Benji Raises $6.25M Seed Round to Become the Plaid of Loyalty Programs

Benji, the Chicago and New York‑based startup building infrastructure for loyalty partnerships, has closed a $6.25 million seed funding round led by Preface Ventures and Atinc, with participation from Great North Ventures, M25, and Hyde Park Venture Partners. The announcement came on May 19, 2026, and positions Benji as a direct attempt to solve one of the most persistent and expensive operational problems in the $200 billion global loyalty industry: every new partnership between two brands still requires a custom integration built from scratch.
The founding team is not new to building infrastructure for complex multi‑party ecosystems. Co‑founders Nick Anastasiades, Jon Elron, and Arik Gaisler previously built 2ndKitchen, a food‑service infrastructure startup that was acquired by REEF Technology in 2021. The experience of connecting restaurants, ghost kitchens, and food ordering platforms through a shared operational layer gave the team a direct prior education in exactly the kind of multi‑sided integration problem they are now solving in loyalty.
The Problem With How Loyalty Partnerships Actually Work Today
Loyalty programs are one of the most effective tools in consumer marketing. Airlines, hotels, retailers, credit card companies, and consumer brands have collectively spent billions building points economies that keep customers engaged, drive repeat purchase, and create switching costs that are measurably difficult for competitors to overcome.

● **DIRECTION 1**
Which lines of the records contain the word "glow"? Extract each of them.
● **DIRECTION 2**
Carry on the article on Benji's seed round, starting right after its last sentence.
The article on Benji's seed round and the records have no connection to each other.

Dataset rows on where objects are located
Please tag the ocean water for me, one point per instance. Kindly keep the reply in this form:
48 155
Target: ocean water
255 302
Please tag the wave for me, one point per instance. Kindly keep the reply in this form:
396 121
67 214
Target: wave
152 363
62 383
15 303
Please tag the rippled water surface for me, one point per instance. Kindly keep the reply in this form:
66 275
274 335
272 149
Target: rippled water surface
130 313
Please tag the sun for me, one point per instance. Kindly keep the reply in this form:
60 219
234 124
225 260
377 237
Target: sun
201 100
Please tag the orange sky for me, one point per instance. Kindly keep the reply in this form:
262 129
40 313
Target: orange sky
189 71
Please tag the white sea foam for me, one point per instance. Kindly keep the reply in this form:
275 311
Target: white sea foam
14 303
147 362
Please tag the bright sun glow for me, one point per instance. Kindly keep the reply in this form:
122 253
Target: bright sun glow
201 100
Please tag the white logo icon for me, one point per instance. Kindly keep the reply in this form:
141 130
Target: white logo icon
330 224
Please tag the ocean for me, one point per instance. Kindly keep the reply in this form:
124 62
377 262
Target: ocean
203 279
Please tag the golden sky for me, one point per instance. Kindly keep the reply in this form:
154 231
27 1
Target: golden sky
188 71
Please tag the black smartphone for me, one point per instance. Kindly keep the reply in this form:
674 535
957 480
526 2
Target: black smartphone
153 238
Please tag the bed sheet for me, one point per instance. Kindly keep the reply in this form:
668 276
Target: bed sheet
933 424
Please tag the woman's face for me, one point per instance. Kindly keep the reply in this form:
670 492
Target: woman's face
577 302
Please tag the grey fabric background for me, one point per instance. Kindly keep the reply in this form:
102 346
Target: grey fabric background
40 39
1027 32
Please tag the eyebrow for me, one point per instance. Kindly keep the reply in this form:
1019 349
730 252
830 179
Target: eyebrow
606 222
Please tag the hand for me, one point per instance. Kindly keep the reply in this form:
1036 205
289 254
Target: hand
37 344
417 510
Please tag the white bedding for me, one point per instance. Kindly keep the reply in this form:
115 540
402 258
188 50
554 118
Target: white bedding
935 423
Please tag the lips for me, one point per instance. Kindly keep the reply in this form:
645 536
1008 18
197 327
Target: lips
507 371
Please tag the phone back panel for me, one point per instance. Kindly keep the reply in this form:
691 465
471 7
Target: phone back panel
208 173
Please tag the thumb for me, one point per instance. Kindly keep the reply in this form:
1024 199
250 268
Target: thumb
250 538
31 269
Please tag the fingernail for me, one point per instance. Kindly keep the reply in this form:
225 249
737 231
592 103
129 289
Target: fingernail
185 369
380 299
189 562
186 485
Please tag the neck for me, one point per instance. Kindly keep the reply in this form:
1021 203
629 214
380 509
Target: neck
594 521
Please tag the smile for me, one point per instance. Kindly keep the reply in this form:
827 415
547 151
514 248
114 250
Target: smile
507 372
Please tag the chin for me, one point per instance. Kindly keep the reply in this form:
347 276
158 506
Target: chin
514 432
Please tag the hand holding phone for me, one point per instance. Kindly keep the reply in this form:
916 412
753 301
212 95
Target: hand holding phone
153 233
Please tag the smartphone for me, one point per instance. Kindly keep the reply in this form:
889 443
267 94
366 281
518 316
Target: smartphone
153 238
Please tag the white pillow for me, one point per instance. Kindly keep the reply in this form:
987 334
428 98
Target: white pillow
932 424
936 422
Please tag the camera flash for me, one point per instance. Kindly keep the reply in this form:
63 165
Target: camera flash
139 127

● **WRITTEN ANSWER 1**
Please tag the bright sun glow for me, one point per instance. Kindly keep the reply in this form:
Target: bright sun glow

● **WRITTEN ANSWER 2**
The commercial appeal of connecting two loyalty programs is obvious. An airline whose members can earn miles at a retail partner, or a hotel group whose points can transfer to a restaurant chain, gives members more reasons to stay engaged with both programs. The brands involved get access to each other's customer bases through a trust structure, the shared loyalty program, that a paid advertisement cannot replicate.
The problem is the backend. Every loyalty partnership that exists today was built through a custom integration project. Two companies wanting to connect their programs need to align on data formats, API specifications, point conversion logic, fraud prevention protocols, audit trails, and reconciliation processes. That negotiation and development process typically takes months, sometimes over a year, and requires dedicated technical resources on both sides throughout. For brands with small engineering teams or large backlogs, the result is that loyalty partnerships that would be commercially beneficial simply do not happen because the integration cost is too high relative to the expected return from a single partner relationship.
Anastasiades has described hearing the same thing repeatedly from loyalty teams: demand for partnerships is growing faster than the systems built to support them, and the industry is running on custom work that should have been standardized years ago.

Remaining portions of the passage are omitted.